Problem statement: Rewrite the entries below, replacing "gabled roof" with "hip roof" and leaving every other line unchanged.

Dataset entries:
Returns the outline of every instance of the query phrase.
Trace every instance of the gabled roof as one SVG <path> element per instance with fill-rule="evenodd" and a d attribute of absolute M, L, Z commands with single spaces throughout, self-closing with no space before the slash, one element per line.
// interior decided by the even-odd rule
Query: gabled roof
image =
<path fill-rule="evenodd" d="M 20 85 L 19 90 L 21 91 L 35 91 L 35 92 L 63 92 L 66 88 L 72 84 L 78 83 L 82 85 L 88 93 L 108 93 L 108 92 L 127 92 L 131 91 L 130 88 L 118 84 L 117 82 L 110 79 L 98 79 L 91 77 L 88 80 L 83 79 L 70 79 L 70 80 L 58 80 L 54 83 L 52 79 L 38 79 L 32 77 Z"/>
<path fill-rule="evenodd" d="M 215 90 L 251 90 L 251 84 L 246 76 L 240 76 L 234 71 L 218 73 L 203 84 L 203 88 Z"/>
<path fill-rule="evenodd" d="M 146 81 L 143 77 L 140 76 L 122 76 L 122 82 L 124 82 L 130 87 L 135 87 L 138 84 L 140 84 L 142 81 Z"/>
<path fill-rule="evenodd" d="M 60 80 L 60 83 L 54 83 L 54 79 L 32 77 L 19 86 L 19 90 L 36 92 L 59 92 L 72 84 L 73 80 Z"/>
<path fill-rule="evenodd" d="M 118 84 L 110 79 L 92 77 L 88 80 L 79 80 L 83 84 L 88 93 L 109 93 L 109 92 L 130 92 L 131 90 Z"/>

Exercise result:
Returns the outline of every instance of the query phrase.
Trace every instance of the hip roof as one SVG <path> element per instance with fill-rule="evenodd" and a d attribute of absolute M, L, Z commands with single spaces throughout, self-closing with no space before the slash, one element per line.
// interior decided by the even-odd rule
Query: hip roof
image =
<path fill-rule="evenodd" d="M 20 85 L 19 90 L 21 91 L 35 91 L 35 92 L 63 92 L 66 88 L 72 84 L 78 83 L 82 85 L 88 93 L 108 93 L 108 92 L 127 92 L 131 91 L 130 88 L 118 84 L 117 82 L 110 79 L 98 79 L 91 77 L 88 80 L 83 79 L 70 79 L 70 80 L 58 80 L 54 83 L 52 79 L 38 79 L 32 77 Z"/>
<path fill-rule="evenodd" d="M 215 90 L 251 90 L 251 84 L 246 76 L 240 76 L 234 71 L 218 73 L 203 84 L 203 88 Z"/>
<path fill-rule="evenodd" d="M 146 81 L 143 77 L 140 76 L 122 76 L 122 82 L 124 82 L 130 87 L 135 87 L 138 84 L 140 84 L 142 81 Z"/>
<path fill-rule="evenodd" d="M 60 80 L 60 83 L 54 83 L 54 79 L 32 77 L 19 86 L 19 90 L 36 92 L 59 92 L 72 84 L 73 80 Z"/>
<path fill-rule="evenodd" d="M 118 84 L 110 79 L 92 77 L 88 80 L 79 80 L 83 84 L 88 93 L 109 93 L 109 92 L 130 92 L 131 90 Z"/>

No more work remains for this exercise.